TO BE DONE: Recast the lines from the line with "request: trace the outline of every instance of the blurred" to the line with "56], [183, 54]]" as a two-column CSV with the columns text and answer. Give one row for each answer, pairing it with the text above it, and put each value in a single quoted field with its line breaks replaced by spaces.

[Extracted records]
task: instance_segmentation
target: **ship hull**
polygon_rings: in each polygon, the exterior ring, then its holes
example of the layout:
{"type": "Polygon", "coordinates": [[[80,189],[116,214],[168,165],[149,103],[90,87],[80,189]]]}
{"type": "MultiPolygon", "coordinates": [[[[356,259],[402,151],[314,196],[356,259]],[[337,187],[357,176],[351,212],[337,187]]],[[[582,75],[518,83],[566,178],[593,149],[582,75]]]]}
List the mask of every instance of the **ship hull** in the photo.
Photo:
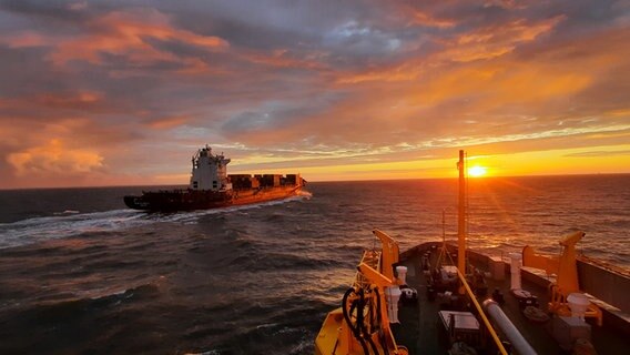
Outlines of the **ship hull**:
{"type": "Polygon", "coordinates": [[[124,203],[130,209],[155,212],[210,210],[283,200],[295,196],[301,191],[301,185],[242,189],[219,192],[170,190],[144,192],[139,196],[128,195],[124,196],[124,203]]]}

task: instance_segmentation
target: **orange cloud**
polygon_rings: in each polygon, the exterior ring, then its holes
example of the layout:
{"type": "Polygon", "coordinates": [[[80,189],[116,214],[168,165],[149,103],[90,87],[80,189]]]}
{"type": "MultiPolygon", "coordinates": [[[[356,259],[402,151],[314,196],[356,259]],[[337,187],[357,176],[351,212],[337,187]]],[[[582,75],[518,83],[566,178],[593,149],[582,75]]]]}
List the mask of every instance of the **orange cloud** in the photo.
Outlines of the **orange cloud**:
{"type": "Polygon", "coordinates": [[[53,139],[45,145],[10,153],[7,162],[17,176],[85,174],[103,168],[103,158],[96,152],[65,148],[59,139],[53,139]]]}
{"type": "Polygon", "coordinates": [[[189,120],[190,120],[189,116],[183,116],[183,115],[171,116],[171,118],[162,118],[162,119],[152,121],[151,123],[149,123],[149,126],[151,126],[152,129],[156,129],[156,130],[167,130],[167,129],[172,129],[174,126],[185,124],[189,120]]]}
{"type": "Polygon", "coordinates": [[[212,51],[225,50],[228,47],[228,43],[219,37],[175,29],[166,16],[149,9],[111,12],[96,19],[91,28],[94,31],[85,36],[55,41],[57,48],[50,55],[52,61],[58,65],[71,60],[101,64],[101,54],[104,53],[125,55],[135,63],[181,60],[171,52],[151,45],[148,39],[179,41],[212,51]]]}

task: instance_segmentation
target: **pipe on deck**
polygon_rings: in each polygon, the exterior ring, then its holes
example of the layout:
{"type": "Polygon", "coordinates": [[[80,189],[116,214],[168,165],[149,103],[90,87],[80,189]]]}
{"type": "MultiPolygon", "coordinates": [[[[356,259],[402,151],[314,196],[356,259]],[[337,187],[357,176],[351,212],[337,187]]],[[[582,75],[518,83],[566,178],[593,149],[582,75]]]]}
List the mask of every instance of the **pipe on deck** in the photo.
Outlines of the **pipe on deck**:
{"type": "Polygon", "coordinates": [[[504,332],[506,337],[514,345],[516,352],[520,355],[536,355],[536,351],[529,345],[529,343],[522,337],[520,332],[516,328],[516,326],[511,323],[508,316],[504,313],[501,307],[498,303],[492,300],[484,301],[484,308],[495,324],[504,332]]]}

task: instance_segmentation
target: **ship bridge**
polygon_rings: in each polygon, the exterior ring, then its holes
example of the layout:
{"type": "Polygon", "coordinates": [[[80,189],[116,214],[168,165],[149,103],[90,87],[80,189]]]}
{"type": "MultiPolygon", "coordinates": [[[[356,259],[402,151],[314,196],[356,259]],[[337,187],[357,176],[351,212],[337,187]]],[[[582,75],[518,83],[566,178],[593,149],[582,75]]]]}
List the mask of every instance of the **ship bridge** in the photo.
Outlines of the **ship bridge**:
{"type": "Polygon", "coordinates": [[[223,153],[213,154],[207,144],[200,149],[192,158],[191,190],[225,191],[232,190],[227,180],[227,164],[223,153]]]}

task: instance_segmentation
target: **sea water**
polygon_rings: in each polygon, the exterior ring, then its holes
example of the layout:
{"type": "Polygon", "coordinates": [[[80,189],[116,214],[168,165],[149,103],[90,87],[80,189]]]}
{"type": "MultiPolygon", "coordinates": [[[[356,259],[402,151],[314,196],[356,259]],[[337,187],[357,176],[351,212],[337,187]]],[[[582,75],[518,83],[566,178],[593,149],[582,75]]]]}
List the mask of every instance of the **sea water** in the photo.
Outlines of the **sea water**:
{"type": "MultiPolygon", "coordinates": [[[[307,178],[307,176],[306,176],[307,178]]],[[[150,187],[0,191],[0,354],[312,354],[377,227],[454,239],[457,181],[309,183],[285,201],[129,210],[150,187]],[[443,222],[444,221],[444,222],[443,222]]],[[[163,187],[151,187],[151,190],[163,187]]],[[[471,179],[468,244],[630,266],[630,175],[471,179]]]]}

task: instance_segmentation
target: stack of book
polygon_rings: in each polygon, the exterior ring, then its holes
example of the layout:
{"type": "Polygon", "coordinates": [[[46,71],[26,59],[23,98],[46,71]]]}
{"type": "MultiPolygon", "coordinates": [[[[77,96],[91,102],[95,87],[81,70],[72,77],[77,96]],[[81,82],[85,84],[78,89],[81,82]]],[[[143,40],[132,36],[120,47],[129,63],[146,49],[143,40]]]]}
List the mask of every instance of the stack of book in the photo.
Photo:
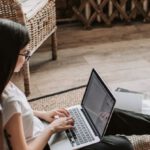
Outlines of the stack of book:
{"type": "Polygon", "coordinates": [[[150,115],[149,94],[124,88],[117,88],[112,93],[116,98],[116,108],[150,115]]]}

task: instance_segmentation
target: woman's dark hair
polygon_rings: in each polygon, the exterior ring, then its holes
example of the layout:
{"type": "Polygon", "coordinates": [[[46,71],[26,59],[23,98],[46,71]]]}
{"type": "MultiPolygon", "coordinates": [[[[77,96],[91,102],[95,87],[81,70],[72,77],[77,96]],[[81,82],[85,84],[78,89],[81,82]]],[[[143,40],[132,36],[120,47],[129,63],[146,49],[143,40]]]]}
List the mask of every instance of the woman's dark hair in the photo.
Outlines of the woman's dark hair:
{"type": "Polygon", "coordinates": [[[25,26],[0,19],[0,97],[14,73],[20,50],[29,43],[25,26]]]}

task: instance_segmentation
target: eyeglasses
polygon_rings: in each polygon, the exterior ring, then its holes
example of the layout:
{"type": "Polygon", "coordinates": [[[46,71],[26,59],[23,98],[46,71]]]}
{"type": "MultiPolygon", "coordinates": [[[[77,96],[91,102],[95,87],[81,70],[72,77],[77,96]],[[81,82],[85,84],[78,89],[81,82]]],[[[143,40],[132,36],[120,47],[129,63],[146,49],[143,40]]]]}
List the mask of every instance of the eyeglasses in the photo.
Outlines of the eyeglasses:
{"type": "Polygon", "coordinates": [[[30,51],[26,51],[24,54],[19,54],[20,56],[24,56],[25,60],[28,61],[30,59],[30,51]]]}

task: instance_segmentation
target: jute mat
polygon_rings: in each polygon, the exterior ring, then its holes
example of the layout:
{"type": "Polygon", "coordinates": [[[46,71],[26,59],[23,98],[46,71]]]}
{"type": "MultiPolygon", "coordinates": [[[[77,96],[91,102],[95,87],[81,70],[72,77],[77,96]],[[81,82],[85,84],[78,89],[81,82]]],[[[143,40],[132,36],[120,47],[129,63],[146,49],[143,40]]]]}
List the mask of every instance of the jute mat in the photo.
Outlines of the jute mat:
{"type": "MultiPolygon", "coordinates": [[[[56,108],[69,107],[80,104],[85,88],[77,88],[62,93],[47,95],[30,101],[34,110],[49,111],[56,108]]],[[[150,135],[127,136],[131,141],[134,150],[150,150],[150,135]]]]}

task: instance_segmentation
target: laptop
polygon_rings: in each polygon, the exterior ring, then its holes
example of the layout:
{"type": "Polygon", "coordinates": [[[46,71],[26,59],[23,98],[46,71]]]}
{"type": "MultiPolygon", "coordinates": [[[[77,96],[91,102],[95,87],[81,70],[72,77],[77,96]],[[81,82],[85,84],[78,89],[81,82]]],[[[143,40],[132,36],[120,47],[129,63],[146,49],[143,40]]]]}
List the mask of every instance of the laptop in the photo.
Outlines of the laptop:
{"type": "Polygon", "coordinates": [[[76,150],[100,142],[109,124],[115,98],[93,69],[81,102],[68,108],[75,120],[74,129],[53,135],[51,150],[76,150]]]}

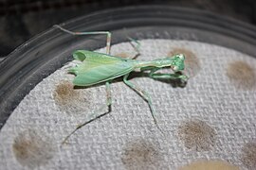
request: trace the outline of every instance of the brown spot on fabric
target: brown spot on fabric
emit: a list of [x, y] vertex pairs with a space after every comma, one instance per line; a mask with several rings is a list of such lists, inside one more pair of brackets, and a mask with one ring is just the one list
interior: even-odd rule
[[158, 148], [149, 142], [137, 140], [128, 143], [122, 154], [122, 162], [126, 169], [157, 169], [159, 164]]
[[47, 163], [55, 153], [53, 144], [46, 135], [30, 129], [14, 139], [12, 150], [17, 162], [29, 168]]
[[78, 91], [74, 89], [72, 82], [62, 81], [55, 88], [54, 99], [61, 105], [66, 105], [79, 95]]
[[210, 150], [216, 140], [215, 130], [200, 120], [184, 122], [178, 128], [178, 136], [187, 148], [196, 151]]
[[230, 62], [226, 74], [238, 89], [251, 90], [256, 87], [255, 69], [245, 61]]
[[188, 75], [190, 77], [192, 77], [200, 71], [200, 60], [193, 52], [185, 48], [174, 48], [167, 54], [167, 56], [173, 57], [175, 54], [185, 55], [185, 75]]
[[119, 58], [129, 58], [129, 55], [127, 53], [119, 53], [119, 54], [116, 54], [115, 56], [119, 57]]
[[53, 98], [60, 110], [69, 114], [84, 112], [84, 107], [87, 107], [89, 100], [89, 92], [84, 89], [74, 89], [72, 82], [67, 80], [61, 81], [55, 88]]
[[247, 143], [242, 149], [242, 162], [248, 169], [256, 169], [256, 143]]
[[178, 168], [178, 170], [239, 170], [239, 167], [224, 161], [198, 161], [189, 165]]

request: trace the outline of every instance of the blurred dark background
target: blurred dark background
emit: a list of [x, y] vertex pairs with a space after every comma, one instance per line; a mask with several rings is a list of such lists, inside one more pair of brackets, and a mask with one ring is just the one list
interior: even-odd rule
[[55, 24], [106, 8], [163, 4], [208, 10], [256, 25], [254, 0], [0, 0], [0, 60]]

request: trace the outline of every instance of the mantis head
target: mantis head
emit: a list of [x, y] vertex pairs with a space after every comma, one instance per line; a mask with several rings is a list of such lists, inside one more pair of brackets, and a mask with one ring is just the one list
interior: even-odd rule
[[176, 54], [173, 57], [171, 68], [174, 72], [184, 70], [185, 56], [183, 54]]

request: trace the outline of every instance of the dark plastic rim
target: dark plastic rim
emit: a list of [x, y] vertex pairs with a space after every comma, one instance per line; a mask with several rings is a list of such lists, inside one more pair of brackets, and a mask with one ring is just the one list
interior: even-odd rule
[[[196, 41], [224, 45], [250, 56], [256, 56], [256, 28], [254, 26], [208, 11], [192, 8], [168, 6], [128, 7], [96, 12], [61, 26], [69, 30], [82, 31], [115, 31], [124, 27], [173, 26], [181, 29], [197, 30], [198, 34], [210, 32], [212, 37], [204, 37], [204, 40]], [[221, 37], [220, 35], [229, 37], [233, 42], [225, 41], [225, 38], [221, 38], [223, 41], [217, 41], [217, 38]], [[56, 61], [57, 57], [50, 58], [50, 54], [54, 54], [53, 47], [61, 45], [62, 43], [59, 42], [67, 39], [66, 37], [67, 35], [61, 33], [59, 29], [51, 27], [17, 47], [0, 63], [0, 128], [20, 101], [37, 83], [70, 60], [62, 58]], [[146, 37], [142, 36], [141, 39], [143, 38]], [[113, 41], [114, 43], [117, 43], [124, 39], [115, 39], [114, 37]], [[65, 45], [64, 44], [64, 47]], [[94, 44], [89, 46], [89, 49], [96, 49], [103, 45], [103, 43]], [[42, 53], [45, 52], [38, 50], [43, 48], [42, 46], [46, 49], [49, 57], [44, 56]], [[55, 61], [54, 67], [50, 63], [52, 61]], [[45, 68], [44, 74], [35, 76], [36, 71], [46, 65], [48, 67]]]

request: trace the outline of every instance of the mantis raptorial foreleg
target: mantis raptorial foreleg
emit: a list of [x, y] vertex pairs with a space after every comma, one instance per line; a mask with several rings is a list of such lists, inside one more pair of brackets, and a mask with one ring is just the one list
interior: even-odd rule
[[155, 73], [157, 70], [159, 69], [158, 68], [151, 69], [149, 76], [155, 79], [171, 79], [171, 80], [181, 79], [183, 82], [186, 82], [188, 80], [188, 76], [186, 76], [185, 75]]
[[146, 100], [146, 102], [148, 103], [148, 105], [150, 107], [151, 115], [153, 117], [154, 123], [155, 124], [155, 126], [157, 127], [157, 128], [162, 132], [161, 128], [158, 127], [158, 124], [157, 124], [157, 120], [156, 120], [156, 117], [155, 117], [155, 109], [153, 107], [152, 99], [151, 99], [150, 94], [147, 92], [145, 92], [145, 91], [141, 90], [140, 88], [137, 87], [136, 85], [134, 85], [132, 82], [130, 82], [127, 79], [128, 76], [129, 76], [129, 74], [127, 74], [127, 75], [125, 75], [123, 76], [123, 82], [127, 86], [129, 86], [131, 89], [133, 89], [135, 92], [137, 92], [140, 96], [142, 96], [144, 98], [144, 100]]

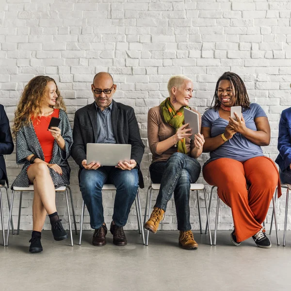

RESULT:
text,answer
"request: trace the outline of every instance of the blurred dark background target: blurred dark background emit: a list of [x, y] vertex pairs with a space after every comma, one instance per line; a mask with several rings is a list of such lists, inside one more pair of brackets, and a mask with one ring is just the one list interior: even-odd rule","[[55, 24], [106, 8], [163, 4], [208, 10], [256, 25], [254, 0], [0, 0], [0, 60]]"
"request: trace the outline of every instance of the mantis head target: mantis head emit: a list of [x, y] vertex pairs with a space after every comma, one instance per line; a mask with several rings is a list of such lists, inside one more pair of brackets, and a mask with one ring is just the one list interior: even-odd rule","[[176, 54], [173, 57], [171, 68], [174, 72], [184, 70], [185, 56], [183, 54]]"